● Passage given
============================================================

If you're looking for a great RTA, you have a lot of different options. My personal favourite is the Merlin Mini and the Serpent Mini 25. I vape around 40w on single coils.


----------



## Bush Vaper (8/1/17)

Just read up a bit and if you are unsure just follow the clever guys here on the forum.

I also started with an osub, which was great untill it shorted out and burnt itself to a crisp (scary stuff)

If I was you I would save up a bit and get a bit of a bigger mod with some decent batteries. I loved my osub but the battery life on my Minikin is beyond awesome.

With regards to tanks, the serpents and merlins seem to be tried and tested. A mage would also not be a bad option. I recently got the Mage Gta and it has a single coil build deck which is super easy to build and wick. Also packs a punch in the flavour department.

I work out in the bush and have a Big Baby Beast on my other Minikin as my run around tank. Same coils as the Brit beast but with much better liquid capacity. Try the T8 coil. Its much better than the Q2 coil that comes standard with the brit beast tank.

Hope that helps.

Reactions: Like 1


----------



## Tockit (8/1/17)

Mage Rta is a good flavour tank and runs strictly dual coils. Only issue I have with it is the juice capacity. The mage gta tends to sometimes not let the juice travel all the way to the bottom and you have to tip the tank upside down to get rid of the airbubbles in the tank. Other 2 good rta's are the obs engine, top airflow with zero leaking and an awesome 5ml juice capacity. The other is the serpent 25,awesome juice capacity but does have some niggles that not everyone experiences. It's a bit of a hit and miss. The most annoying issue is the airlock which reduces flavour and tends to lead to dry hits. Also getting some spit back after every refill on the first couple of drags.

============================================================

● Data lines
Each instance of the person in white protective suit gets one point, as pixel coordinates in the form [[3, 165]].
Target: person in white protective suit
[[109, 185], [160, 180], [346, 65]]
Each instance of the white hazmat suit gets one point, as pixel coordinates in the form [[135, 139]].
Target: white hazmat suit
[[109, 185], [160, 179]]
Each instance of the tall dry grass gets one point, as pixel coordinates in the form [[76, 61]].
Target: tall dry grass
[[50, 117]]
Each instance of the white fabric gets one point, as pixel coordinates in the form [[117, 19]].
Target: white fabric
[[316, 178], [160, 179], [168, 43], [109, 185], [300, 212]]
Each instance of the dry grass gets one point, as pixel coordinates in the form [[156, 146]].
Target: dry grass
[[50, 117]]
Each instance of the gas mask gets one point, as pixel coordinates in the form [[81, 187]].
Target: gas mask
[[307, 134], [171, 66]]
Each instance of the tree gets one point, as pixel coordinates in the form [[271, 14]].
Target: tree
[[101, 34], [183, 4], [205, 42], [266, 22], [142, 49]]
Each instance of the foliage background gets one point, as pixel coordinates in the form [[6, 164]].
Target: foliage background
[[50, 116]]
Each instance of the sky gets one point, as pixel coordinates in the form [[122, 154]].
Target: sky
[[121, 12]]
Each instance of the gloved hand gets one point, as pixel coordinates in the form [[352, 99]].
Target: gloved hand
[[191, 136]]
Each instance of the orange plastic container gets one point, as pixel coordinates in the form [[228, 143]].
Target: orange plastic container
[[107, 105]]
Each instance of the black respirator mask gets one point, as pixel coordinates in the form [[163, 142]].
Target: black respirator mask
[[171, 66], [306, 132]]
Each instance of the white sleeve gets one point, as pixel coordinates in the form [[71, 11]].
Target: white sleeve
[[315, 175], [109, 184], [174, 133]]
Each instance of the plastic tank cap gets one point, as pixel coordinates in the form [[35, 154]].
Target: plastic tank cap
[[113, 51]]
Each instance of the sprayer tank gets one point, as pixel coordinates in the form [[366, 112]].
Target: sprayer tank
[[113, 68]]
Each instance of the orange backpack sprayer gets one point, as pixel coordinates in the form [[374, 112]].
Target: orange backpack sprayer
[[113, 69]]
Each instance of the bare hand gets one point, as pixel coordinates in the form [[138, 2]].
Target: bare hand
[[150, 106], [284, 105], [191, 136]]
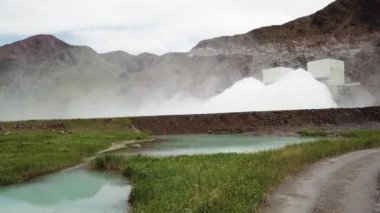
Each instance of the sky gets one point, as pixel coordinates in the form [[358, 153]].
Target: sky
[[138, 26]]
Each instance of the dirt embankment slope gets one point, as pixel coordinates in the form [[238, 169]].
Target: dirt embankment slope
[[279, 122]]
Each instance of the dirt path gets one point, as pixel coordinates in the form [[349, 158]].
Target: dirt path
[[349, 183]]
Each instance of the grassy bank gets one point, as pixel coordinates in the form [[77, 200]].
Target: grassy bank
[[33, 148], [222, 182]]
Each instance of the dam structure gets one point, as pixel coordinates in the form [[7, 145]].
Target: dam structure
[[329, 71]]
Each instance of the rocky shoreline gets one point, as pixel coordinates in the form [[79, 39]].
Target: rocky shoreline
[[261, 123]]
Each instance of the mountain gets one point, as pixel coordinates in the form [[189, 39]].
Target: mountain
[[44, 75], [348, 30]]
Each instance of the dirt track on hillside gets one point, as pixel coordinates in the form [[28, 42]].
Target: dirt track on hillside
[[349, 183]]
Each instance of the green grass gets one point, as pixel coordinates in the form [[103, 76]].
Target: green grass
[[29, 149], [222, 182]]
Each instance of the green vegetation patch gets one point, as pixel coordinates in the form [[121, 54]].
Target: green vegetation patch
[[29, 149], [222, 182]]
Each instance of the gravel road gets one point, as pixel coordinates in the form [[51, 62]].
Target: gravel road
[[348, 183]]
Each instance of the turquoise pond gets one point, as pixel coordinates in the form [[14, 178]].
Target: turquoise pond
[[82, 191], [212, 144], [74, 190]]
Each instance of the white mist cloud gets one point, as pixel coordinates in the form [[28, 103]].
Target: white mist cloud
[[146, 25], [296, 90]]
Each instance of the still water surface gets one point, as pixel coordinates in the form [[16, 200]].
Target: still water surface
[[74, 190], [212, 144], [82, 191]]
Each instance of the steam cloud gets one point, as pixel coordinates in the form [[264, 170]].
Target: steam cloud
[[296, 90]]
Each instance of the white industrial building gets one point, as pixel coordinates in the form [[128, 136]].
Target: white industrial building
[[272, 75], [328, 71], [331, 72]]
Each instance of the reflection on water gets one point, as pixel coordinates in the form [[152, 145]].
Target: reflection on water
[[211, 144], [74, 190]]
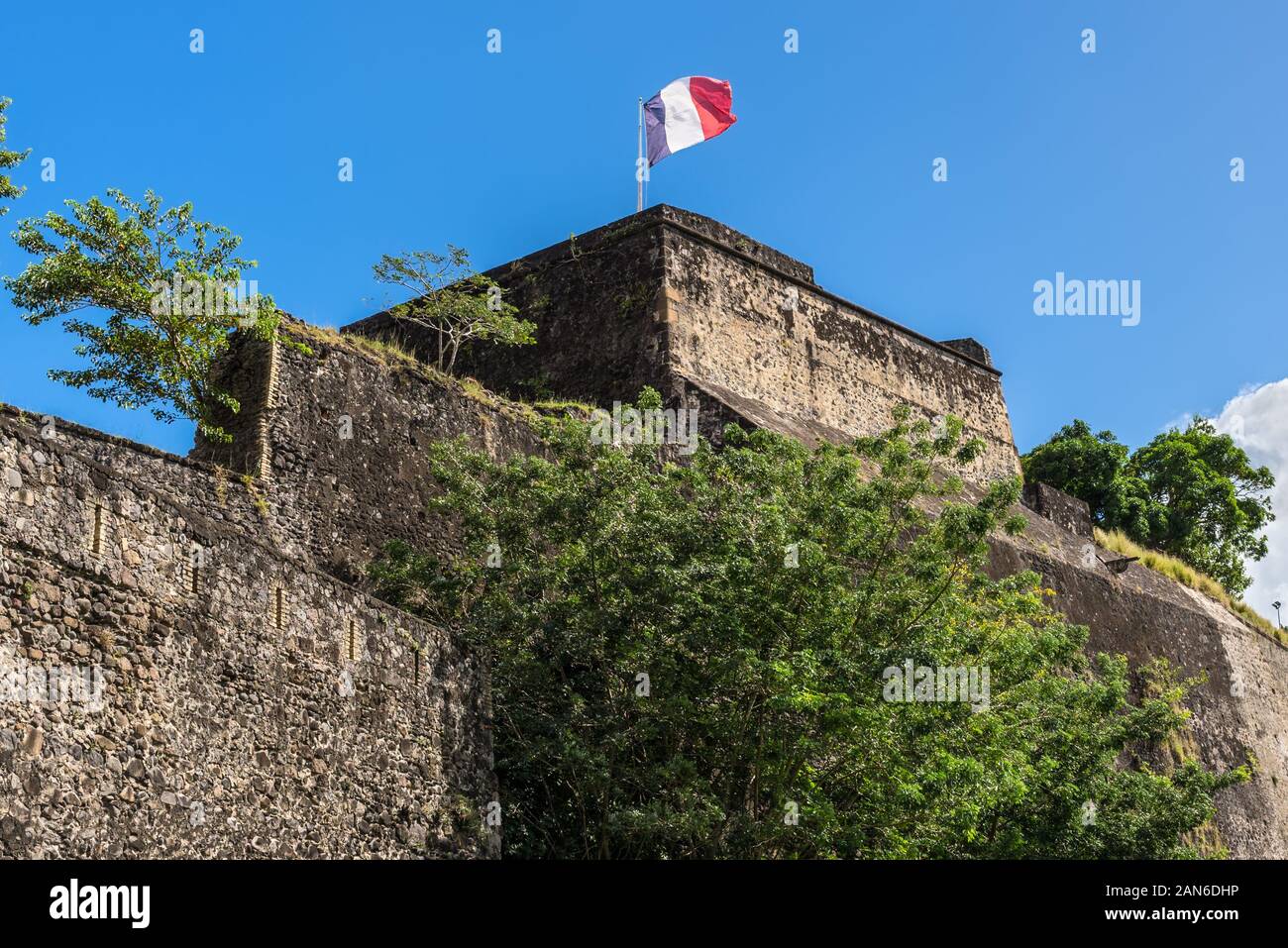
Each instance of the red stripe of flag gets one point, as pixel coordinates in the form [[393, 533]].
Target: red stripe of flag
[[712, 98]]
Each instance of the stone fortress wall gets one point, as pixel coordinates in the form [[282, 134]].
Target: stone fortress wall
[[709, 318], [336, 725], [235, 700]]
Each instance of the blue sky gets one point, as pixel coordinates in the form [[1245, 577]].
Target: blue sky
[[1112, 165]]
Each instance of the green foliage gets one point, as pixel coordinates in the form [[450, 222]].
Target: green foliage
[[1193, 494], [765, 591], [154, 348], [452, 301], [8, 158]]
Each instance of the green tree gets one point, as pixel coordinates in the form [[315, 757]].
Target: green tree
[[8, 158], [1193, 493], [451, 301], [1216, 502], [160, 292], [695, 661]]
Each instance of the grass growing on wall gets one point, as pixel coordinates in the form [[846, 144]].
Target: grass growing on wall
[[1192, 578]]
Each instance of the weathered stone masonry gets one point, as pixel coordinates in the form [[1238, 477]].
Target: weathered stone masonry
[[253, 704], [717, 321], [265, 703]]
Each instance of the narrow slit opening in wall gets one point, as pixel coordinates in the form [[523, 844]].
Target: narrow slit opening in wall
[[97, 541]]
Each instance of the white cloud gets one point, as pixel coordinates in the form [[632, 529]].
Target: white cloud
[[1257, 421]]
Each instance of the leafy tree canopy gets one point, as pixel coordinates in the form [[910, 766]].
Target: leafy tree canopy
[[8, 158], [452, 301], [1193, 493], [162, 291], [695, 661]]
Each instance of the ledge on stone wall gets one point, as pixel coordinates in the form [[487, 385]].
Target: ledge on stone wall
[[1060, 507]]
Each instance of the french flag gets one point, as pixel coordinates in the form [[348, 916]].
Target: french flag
[[686, 112]]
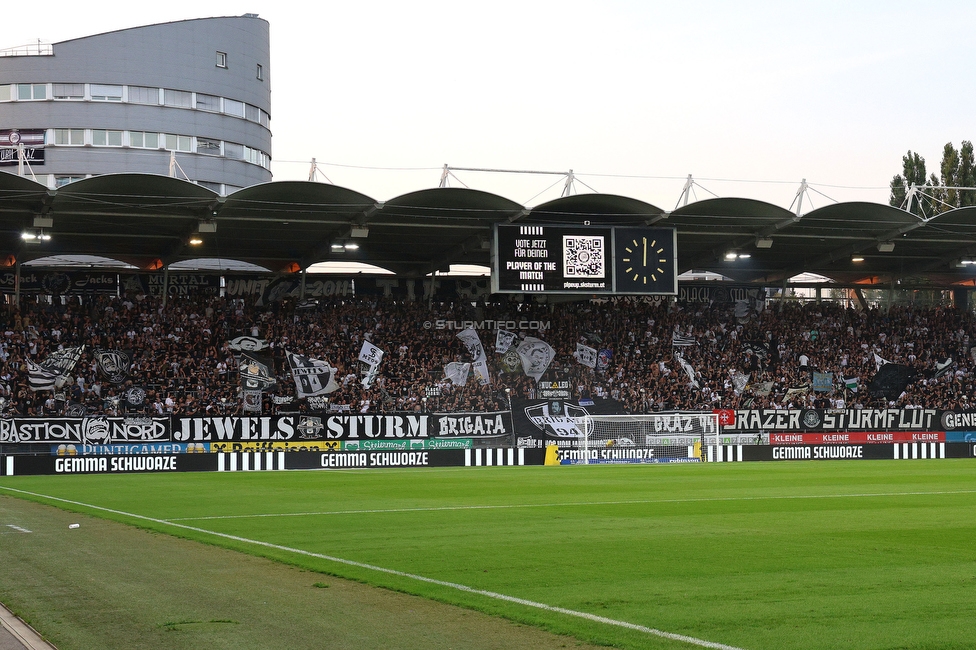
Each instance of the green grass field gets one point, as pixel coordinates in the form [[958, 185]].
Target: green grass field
[[746, 555]]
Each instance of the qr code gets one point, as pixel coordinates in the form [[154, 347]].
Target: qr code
[[583, 256]]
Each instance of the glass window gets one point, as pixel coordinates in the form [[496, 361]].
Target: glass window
[[234, 107], [68, 91], [234, 150], [31, 91], [208, 146], [143, 95], [178, 98], [106, 138], [106, 93], [69, 136], [208, 103]]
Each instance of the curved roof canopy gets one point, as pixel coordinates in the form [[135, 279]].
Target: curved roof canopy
[[148, 221]]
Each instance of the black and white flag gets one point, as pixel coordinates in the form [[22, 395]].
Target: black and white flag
[[113, 365], [371, 356], [247, 344], [536, 355], [503, 341], [255, 371], [586, 355], [40, 378], [312, 376], [457, 372], [47, 374], [479, 362]]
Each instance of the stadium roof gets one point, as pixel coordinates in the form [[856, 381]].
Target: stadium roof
[[147, 221]]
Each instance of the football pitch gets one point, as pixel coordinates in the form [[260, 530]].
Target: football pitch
[[746, 556]]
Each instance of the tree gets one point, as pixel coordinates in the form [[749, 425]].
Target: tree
[[913, 173], [966, 174]]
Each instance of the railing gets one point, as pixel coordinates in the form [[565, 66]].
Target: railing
[[32, 49]]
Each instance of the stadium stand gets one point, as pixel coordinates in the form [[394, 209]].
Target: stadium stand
[[181, 354]]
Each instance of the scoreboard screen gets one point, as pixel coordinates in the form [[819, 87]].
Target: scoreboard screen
[[584, 260]]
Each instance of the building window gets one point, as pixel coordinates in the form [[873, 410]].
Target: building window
[[31, 91], [68, 91], [208, 146], [106, 138], [233, 107], [106, 93], [61, 181], [143, 95], [208, 103], [233, 150], [69, 137], [176, 142], [178, 98], [143, 140]]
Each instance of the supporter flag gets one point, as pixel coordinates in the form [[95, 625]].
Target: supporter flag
[[255, 371], [472, 341], [40, 378], [536, 355], [823, 382], [688, 370], [59, 363], [252, 401], [942, 367], [371, 356], [586, 355], [503, 341], [312, 376], [891, 380], [247, 344], [457, 372], [739, 381], [113, 365]]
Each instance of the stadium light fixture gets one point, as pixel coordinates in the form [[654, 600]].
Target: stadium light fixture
[[35, 236]]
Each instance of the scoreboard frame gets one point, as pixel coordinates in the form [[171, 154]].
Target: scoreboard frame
[[584, 259]]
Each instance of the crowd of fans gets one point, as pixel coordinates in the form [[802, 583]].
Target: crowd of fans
[[760, 356]]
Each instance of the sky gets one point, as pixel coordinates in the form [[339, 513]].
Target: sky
[[749, 98]]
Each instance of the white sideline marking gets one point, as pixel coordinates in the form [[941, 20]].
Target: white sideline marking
[[18, 528], [573, 505], [453, 585]]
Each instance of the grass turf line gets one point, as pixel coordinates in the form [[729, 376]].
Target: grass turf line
[[857, 572]]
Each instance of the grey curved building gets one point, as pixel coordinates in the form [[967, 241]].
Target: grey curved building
[[190, 99]]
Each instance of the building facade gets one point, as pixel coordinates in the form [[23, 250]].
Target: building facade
[[190, 99]]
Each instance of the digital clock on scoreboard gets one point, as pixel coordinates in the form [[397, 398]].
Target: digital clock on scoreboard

============================================================

● Set exercise
Can you carry the forum thread about rebuildable vape tanks on from its last sentence? You can leave the rows aside here.

● Result for this exercise
----------



## Noobvapester (10/1/17)

Awsome thanks for the advice.

Battery life is really not and issue to me. I use it mostly at work and thats even i would say alot. At home i go through 2 hours without vaping. Off days when i have a drink then thats when i vape alot. 

@bush vapper...how did it short itself out? 


Mage rta i been reading up as super easy with a rebuild able singe coil.

Thanks for letting me know about overhang. lol never quite knew what they meant but makes sense to me now.
25mm wont be that bad overhang i think


----------



## Tockit (10/1/17)

Noobvapester said:


> Awsome thanks for the advice.
> 
> Battery life is really not and issue to me. I use it mostly at work and thats even i would say alot. At home i go through 2 hours without vaping. Off days when i have a drink then thats when i vape alot.
> 
> ...



The Mage RTA is strictly Dual coil. Im guessing you refering to the Mage GTA.


----------



## Noobvapester (10/1/17)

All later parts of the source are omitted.